__WORK INSTRUCTION__: Each of the records below must be reproduced exactly.

[AVAILABLE DATA]

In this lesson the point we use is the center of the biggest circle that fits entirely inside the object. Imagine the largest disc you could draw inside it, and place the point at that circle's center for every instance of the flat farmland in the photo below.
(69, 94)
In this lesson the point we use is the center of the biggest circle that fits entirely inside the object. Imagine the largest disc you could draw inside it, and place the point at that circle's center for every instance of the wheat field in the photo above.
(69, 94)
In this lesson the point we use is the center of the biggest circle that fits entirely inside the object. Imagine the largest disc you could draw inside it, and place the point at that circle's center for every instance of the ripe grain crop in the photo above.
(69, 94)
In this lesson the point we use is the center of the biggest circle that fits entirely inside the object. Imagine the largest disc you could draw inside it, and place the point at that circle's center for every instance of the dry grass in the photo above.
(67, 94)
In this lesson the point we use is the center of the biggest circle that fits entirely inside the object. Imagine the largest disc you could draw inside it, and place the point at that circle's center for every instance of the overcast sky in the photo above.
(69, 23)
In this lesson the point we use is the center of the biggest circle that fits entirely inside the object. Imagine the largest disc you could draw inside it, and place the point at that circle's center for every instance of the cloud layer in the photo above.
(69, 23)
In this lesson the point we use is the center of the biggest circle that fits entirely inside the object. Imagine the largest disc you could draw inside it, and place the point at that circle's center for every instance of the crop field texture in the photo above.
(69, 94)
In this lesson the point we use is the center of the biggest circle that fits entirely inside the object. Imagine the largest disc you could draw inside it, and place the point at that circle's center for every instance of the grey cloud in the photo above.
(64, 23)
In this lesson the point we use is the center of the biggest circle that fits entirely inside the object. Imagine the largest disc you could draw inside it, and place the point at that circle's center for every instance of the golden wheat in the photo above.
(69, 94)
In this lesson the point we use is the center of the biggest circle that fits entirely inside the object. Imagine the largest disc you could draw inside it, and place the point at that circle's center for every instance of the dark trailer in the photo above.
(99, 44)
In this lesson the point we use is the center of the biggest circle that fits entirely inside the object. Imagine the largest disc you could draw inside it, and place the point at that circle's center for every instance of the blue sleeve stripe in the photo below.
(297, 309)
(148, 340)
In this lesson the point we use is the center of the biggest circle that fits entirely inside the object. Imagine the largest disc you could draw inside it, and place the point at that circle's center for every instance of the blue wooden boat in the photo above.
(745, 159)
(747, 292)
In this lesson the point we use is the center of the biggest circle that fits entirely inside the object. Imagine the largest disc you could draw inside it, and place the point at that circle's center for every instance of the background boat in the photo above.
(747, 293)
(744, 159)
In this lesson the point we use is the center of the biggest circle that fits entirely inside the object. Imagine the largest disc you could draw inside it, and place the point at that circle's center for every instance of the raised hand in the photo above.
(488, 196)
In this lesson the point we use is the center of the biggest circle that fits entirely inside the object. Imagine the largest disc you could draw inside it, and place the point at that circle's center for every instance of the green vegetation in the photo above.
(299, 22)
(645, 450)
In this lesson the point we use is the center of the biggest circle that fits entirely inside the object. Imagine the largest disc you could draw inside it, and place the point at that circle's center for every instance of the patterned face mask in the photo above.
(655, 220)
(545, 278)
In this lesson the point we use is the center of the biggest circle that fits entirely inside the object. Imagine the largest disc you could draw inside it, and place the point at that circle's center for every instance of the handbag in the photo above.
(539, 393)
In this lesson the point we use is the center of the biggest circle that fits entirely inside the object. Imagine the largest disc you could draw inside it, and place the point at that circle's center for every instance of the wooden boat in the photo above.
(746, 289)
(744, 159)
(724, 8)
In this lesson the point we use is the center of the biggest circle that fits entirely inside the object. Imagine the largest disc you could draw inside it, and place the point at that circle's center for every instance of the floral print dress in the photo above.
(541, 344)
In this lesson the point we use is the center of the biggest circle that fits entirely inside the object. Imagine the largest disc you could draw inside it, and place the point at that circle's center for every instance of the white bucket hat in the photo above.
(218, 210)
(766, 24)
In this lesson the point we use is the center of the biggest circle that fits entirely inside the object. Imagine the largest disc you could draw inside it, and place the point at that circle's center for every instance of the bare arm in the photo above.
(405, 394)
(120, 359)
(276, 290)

[/AVAILABLE DATA]

__SOLVED EXERCISE__:
In this lesson the point we use is the center of the biggest circle that fits entirely inside the object. Imagine the largest disc you could draw inside it, and place the point at that circle's center for every instance of the flat farmland in the photo below.
(69, 94)
In this lesson the point we use is the center of the biggest circle that fits entirely inside the object. Imagine the largest disc you could draw inside it, and place the point at that circle's center for every instance of the wheat field in the photo above.
(69, 94)
In this lesson the point we use is the center of the biggest circle that fits entirely inside the object. Imagine the largest disc you could draw inside it, and place the point at that circle's center for every instance of the ripe grain crop in the photo above.
(69, 94)
In this lesson the point we use is the center of the biggest circle that fits entirely inside the object. Imagine the largest disc you could draw inside it, and place the point at that circle's center for every instance of the dry grass in the photo above.
(67, 94)
In this lesson the point we use is the center of the biggest circle that fits entirely inside the object. Imagine the largest disc you could draw inside it, and place the point at that circle's center for every instance of the overcast sky in the photo above.
(69, 23)
In this lesson the point we use is the center of the biggest circle that fits entirely inside the object. Imagine the largest disc you could draw inside it, and place the point at that circle's center for every instance of the cloud layer in the photo above.
(69, 23)
In this lesson the point we use is the center of the biggest circle that fits entirely inside the object. Imagine the largest disc you could draw inside it, and place the point at that circle's center for every instance of the crop field texture in the photo above.
(69, 94)
In this lesson the point we use is the center of the biggest circle that fits entirely inside the object. Imagine the largest disc you could draw inside it, and place the point at that circle's center for every instance of the grey cloud in the photo above.
(64, 23)
In this lesson the point we use is the center of the biggest circle that fits entirely inside the object. Imagine the largest disc you could draw inside it, and place the point at that circle's center for every instance of the golden wheat in the photo above.
(69, 94)
In this lesson the point we use is the center of the biggest circle that fits entirely inside the object. Imagine the largest disc you could draw inside it, and place the point at that circle's center for every instance of the dark trailer in the photo above.
(99, 44)
In this lesson the point we use is the center of the biggest circle that fits entirely inside the object. Imagine the largest disc you could draw inside it, and place the point at that circle's center for every instance of the blue sleeve stripe in the photo below.
(297, 309)
(148, 340)
In this lesson the point we use is the center of the biggest circle that fits entirely inside the object. Imagine the largest disc you could draw inside it, and place the point at that circle's center for every instance of the blue wooden boat in the photo above.
(745, 159)
(747, 292)
In this lesson the point we use is the center of the biggest circle that fits entirely inside the object. Imagine the largest disc you could draw inside it, and place the point at that circle's center for every instance of the background boat in the photo above.
(747, 293)
(744, 159)
In this lesson the point we use is the center of the biggest circle that fits entirely inside the object. Imagine the largest disc you could draw inside it, and place the point at that circle's center for every instance of the raised hand in the photo above.
(488, 196)
In this lesson the point we use is the center of the biggest circle that fits entirely inside the object. Imagine the largest disc you could draw inside it, and place the point at that circle's center for every instance of the green vegetation in the photo above.
(299, 22)
(645, 450)
In this lesson the point we use is the center of the biggest circle that fits entirely inside the object. Imagine the largest disc you could draw inside it, and place the point at that circle's center for every instance of the patterned face mask in the photo above.
(655, 220)
(545, 278)
In this lesson the point we use is the center of the biggest circle that fits entirely inside the object. Imagine the largest disc you could draw inside it, and place the point at that circle's center for every instance of the handbag in the photo above.
(539, 393)
In this lesson the point we use is the center of the biggest circle that fits entirely inside the object. Imagine the largest disc you could draw inside it, and place the point at that circle's center for every instance of the wooden boat in the photo above.
(746, 289)
(744, 159)
(724, 8)
In this lesson the point we use is the center of the biggest circle that fits entirely inside the object. Imagine the largest disc you could draw inside it, and place the point at that circle's center for every instance of the floral print dress in the photo above.
(541, 344)
In this lesson the point we use is the center of the biggest circle that fits entirely inside the object. Imagine the largest disc you could draw inside it, and place the point at that circle's center for every instance of the white bucket hat in the photo above.
(218, 210)
(766, 24)
In this lesson the point we use is the center of the biggest circle that fits entirely inside the object. Imagine the largest disc you could draw inside it, and place the point at that circle's center for every instance of the bare arm in the photo above.
(405, 394)
(120, 359)
(276, 290)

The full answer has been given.